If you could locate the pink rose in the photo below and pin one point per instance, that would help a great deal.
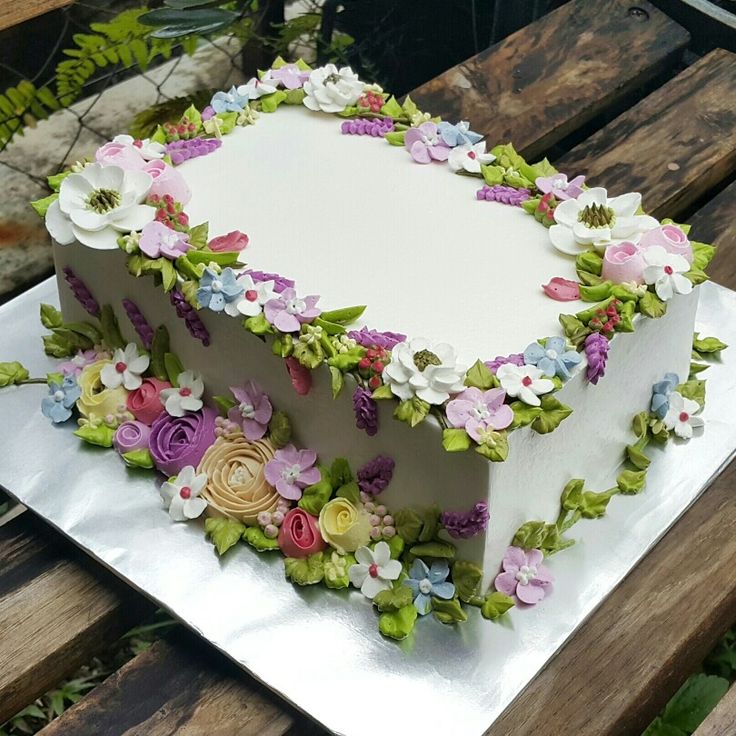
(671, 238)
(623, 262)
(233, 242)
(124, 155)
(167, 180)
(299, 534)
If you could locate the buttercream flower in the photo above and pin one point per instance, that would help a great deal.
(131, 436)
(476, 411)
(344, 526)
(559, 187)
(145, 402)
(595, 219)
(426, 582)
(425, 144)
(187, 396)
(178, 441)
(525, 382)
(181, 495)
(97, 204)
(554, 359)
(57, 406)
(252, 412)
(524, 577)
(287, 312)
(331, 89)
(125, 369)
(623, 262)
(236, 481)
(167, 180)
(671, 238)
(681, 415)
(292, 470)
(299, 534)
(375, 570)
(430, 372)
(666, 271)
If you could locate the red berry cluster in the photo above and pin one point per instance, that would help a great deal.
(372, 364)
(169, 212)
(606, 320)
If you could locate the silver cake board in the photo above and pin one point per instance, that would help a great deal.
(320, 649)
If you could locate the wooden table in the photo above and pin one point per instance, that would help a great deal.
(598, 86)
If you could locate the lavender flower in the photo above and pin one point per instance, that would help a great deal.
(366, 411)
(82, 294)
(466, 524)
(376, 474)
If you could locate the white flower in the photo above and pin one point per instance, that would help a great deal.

----------------------------------------

> _What the task requires_: Repeat the records exactly but leave out the images.

> _Your response_:
If you could locate the pink rose in the photo below and pin one point per instance, that would help a great deal.
(671, 238)
(623, 262)
(233, 242)
(124, 155)
(167, 180)
(299, 534)
If you could locate the buttercream flower in the photo above and pin one point per instance, that would help a great deal.
(131, 436)
(476, 411)
(344, 526)
(559, 187)
(145, 402)
(595, 219)
(426, 582)
(425, 144)
(187, 396)
(178, 441)
(525, 382)
(181, 495)
(97, 204)
(554, 359)
(57, 406)
(252, 412)
(524, 577)
(287, 312)
(331, 89)
(125, 369)
(623, 262)
(236, 481)
(167, 180)
(671, 238)
(681, 415)
(292, 470)
(299, 534)
(375, 570)
(430, 372)
(666, 271)
If you could locate the red berry cluster in the photo above and pin one point per instance, that would help a great deal.
(372, 364)
(169, 212)
(606, 320)
If you could locate the silver cake board in the photo above and pin one point per instance, that would help a great deal.
(320, 649)
If you could locate the wooden table in the photo above and pin one point per instance, that would help a great deal.
(598, 86)
If you could locate the lavender flower in the photo above and pin one point per instance, that would help a great deal.
(366, 411)
(82, 294)
(466, 524)
(376, 474)
If you could locate the white flower in the photo above and pin one point per instance, that would help a great deal.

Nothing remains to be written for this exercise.